[EXERCISE DESCRIPTION] Starting at the top of the listing, extract every line up to and including the one with "of the utility". Pictures stay out of the copy.
---------------
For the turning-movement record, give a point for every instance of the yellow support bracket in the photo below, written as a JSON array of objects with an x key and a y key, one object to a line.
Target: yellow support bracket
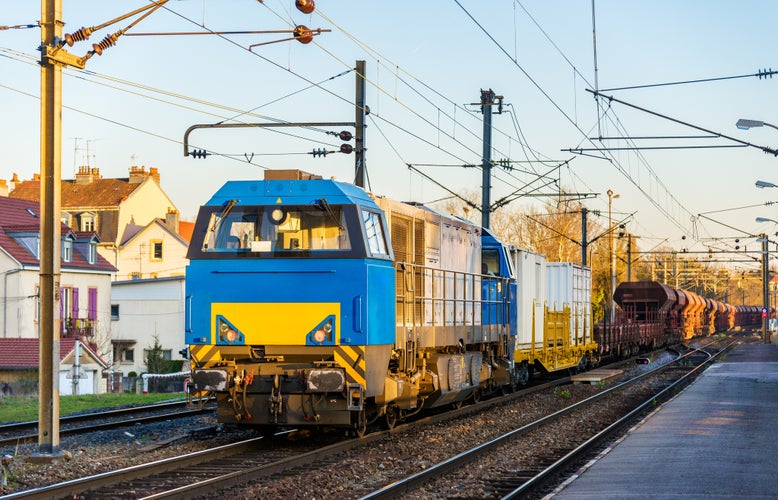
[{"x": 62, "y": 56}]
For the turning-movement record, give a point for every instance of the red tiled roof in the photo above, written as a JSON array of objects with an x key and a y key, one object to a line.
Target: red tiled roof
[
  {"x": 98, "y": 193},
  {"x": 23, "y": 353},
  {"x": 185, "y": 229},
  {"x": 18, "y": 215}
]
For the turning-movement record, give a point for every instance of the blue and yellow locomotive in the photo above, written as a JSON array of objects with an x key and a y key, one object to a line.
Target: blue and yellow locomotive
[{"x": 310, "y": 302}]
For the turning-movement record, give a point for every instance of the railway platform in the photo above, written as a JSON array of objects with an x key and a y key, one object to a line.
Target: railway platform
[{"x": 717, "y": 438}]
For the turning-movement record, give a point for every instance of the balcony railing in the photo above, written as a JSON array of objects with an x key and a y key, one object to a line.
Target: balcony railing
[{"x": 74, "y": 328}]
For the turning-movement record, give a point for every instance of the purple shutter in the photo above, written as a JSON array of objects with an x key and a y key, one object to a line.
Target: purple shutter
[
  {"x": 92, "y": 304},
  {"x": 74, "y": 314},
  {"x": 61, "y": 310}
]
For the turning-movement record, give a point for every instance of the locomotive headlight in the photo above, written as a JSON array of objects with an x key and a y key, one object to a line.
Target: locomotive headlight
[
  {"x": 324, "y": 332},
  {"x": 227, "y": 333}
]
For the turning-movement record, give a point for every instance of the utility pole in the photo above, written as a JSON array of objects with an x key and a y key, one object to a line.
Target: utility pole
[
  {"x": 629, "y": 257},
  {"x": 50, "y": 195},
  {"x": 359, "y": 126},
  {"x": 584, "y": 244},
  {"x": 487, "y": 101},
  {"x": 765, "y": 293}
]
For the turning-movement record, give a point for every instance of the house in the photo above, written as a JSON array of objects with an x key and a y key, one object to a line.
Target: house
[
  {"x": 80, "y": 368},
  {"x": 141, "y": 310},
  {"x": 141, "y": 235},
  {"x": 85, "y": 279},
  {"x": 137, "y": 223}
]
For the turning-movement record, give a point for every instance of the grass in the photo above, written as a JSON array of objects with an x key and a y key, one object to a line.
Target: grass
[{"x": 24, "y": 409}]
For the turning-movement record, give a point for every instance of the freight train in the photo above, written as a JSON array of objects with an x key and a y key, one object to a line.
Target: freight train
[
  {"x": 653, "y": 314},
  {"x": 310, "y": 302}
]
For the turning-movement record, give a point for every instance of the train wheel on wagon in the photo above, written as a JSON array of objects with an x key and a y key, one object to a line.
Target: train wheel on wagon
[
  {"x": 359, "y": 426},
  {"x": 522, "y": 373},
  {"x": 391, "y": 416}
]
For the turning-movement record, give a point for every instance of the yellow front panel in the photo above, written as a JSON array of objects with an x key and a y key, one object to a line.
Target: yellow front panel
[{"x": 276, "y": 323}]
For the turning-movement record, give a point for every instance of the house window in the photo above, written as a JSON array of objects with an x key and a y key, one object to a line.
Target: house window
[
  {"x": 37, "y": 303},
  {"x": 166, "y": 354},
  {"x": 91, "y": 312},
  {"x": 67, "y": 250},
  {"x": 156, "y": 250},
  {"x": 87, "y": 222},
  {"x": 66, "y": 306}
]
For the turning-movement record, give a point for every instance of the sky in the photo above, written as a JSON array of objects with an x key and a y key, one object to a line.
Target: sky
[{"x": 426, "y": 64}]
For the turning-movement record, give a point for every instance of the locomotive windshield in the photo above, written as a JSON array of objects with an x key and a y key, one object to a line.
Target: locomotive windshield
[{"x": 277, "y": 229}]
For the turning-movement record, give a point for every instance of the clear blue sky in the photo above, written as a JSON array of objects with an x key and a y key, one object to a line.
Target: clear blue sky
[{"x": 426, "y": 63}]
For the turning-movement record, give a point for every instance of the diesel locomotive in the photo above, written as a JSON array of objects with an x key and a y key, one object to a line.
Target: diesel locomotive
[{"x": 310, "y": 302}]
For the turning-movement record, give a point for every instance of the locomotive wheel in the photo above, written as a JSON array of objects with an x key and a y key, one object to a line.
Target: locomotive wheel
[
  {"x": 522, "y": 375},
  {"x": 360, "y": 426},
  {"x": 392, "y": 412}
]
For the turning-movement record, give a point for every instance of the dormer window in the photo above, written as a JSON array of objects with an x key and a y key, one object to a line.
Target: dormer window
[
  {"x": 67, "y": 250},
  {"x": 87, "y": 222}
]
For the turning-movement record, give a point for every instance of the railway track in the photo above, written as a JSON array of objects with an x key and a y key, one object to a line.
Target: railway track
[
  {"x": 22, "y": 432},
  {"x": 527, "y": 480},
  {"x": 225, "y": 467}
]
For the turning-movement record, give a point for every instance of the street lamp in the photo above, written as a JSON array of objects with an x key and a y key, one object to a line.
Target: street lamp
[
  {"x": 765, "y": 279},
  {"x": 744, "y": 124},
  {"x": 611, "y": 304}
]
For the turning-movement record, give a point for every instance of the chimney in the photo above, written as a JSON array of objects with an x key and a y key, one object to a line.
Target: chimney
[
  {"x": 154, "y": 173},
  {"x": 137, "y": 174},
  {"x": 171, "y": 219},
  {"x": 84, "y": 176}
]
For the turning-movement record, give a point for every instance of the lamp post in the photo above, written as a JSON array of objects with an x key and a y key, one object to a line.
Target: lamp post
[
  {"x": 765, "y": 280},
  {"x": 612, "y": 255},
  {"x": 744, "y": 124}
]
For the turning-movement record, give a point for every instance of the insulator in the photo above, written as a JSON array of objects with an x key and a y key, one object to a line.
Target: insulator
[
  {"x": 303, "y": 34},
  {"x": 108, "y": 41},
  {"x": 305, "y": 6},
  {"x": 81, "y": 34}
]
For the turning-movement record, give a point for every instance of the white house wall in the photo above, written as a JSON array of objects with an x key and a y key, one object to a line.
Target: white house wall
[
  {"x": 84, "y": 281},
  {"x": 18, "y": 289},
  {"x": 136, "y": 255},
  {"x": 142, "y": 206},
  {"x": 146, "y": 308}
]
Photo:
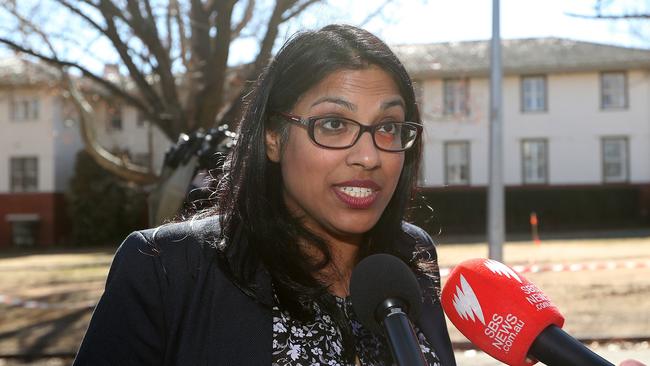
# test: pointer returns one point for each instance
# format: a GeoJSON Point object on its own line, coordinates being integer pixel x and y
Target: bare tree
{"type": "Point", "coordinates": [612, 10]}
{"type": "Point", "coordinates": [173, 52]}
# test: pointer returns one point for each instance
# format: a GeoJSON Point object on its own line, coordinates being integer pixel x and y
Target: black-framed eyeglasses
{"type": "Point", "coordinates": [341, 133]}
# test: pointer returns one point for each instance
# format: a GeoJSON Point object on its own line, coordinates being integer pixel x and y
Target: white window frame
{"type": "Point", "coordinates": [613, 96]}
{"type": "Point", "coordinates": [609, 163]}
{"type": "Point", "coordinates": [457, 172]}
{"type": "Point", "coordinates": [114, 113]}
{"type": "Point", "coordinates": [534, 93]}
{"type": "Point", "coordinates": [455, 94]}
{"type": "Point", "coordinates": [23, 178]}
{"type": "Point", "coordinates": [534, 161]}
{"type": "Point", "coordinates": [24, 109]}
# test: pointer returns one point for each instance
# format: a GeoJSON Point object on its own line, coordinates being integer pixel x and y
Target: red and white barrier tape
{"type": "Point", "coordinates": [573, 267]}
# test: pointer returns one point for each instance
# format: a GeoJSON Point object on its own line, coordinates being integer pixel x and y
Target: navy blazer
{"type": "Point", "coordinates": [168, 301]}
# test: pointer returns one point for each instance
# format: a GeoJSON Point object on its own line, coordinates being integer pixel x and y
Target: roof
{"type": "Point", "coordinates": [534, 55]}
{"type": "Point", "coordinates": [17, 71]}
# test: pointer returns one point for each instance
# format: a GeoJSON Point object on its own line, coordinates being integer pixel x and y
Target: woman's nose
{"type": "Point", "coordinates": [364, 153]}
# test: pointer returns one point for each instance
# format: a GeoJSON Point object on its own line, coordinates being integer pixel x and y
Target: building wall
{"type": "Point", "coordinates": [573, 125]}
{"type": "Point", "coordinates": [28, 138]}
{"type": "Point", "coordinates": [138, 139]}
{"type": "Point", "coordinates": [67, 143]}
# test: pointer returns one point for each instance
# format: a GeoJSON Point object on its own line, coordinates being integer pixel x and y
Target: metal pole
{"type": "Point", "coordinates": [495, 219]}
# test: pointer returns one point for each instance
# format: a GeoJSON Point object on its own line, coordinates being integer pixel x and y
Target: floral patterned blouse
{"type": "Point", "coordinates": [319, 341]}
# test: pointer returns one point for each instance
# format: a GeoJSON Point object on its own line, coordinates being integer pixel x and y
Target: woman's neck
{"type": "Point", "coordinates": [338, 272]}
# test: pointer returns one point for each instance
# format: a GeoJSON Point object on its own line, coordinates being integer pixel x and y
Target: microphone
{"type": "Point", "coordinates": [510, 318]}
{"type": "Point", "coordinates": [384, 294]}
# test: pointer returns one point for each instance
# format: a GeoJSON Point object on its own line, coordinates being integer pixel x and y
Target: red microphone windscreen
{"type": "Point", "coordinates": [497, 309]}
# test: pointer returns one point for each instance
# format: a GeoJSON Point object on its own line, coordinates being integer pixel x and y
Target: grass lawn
---------------
[ANSWER BOX]
For the turning-movement record, give a point for every instance of the yellow support bracket in the photo below, written as a JSON array of objects with an x key and a y key, one object to a line.
Target: yellow support bracket
[{"x": 62, "y": 56}]
For the turning-movement record, give a point for every instance of the red tiled roof in the photo above, written as a JSON array of objects with an x key and a y key, one object to a line.
Target: red tiled roof
[
  {"x": 98, "y": 193},
  {"x": 23, "y": 353},
  {"x": 185, "y": 229},
  {"x": 18, "y": 215}
]
For the turning-movement record, give a point for every instance of the blue and yellow locomotive in the photo above, written as a JSON array of objects with an x key and a y key, one object to a line.
Target: blue and yellow locomotive
[{"x": 310, "y": 302}]
For the turning-movement record, give a point for every instance of the railway platform in the photo above, written as a JSON array of objects with an x key and a y key, one object to a line.
Target: railway platform
[{"x": 717, "y": 438}]
For the turning-movement record, give a point for every instance of the balcony railing in the photo above, written as a JSON array of objects with an x key and a y key, one object to a line.
Target: balcony railing
[{"x": 74, "y": 328}]
For the turning-movement record, give a point for every instance of the purple shutter in the photo above, written as a JSON array of objects with an x key and a y key, one object to a line.
Target: purple shutter
[
  {"x": 92, "y": 304},
  {"x": 74, "y": 314},
  {"x": 61, "y": 310}
]
For the turning-movement record, give a point for every instance of the locomotive headlight in the photo above, written as a JSON array of objects with an x key and a y key, one object to a line.
Target: locomotive headlight
[
  {"x": 324, "y": 332},
  {"x": 227, "y": 333}
]
For the turning-movement record, give a point for every instance of the utility pole in the photo above, written as a JSON array of objects with an x key and a y key, one object to a line.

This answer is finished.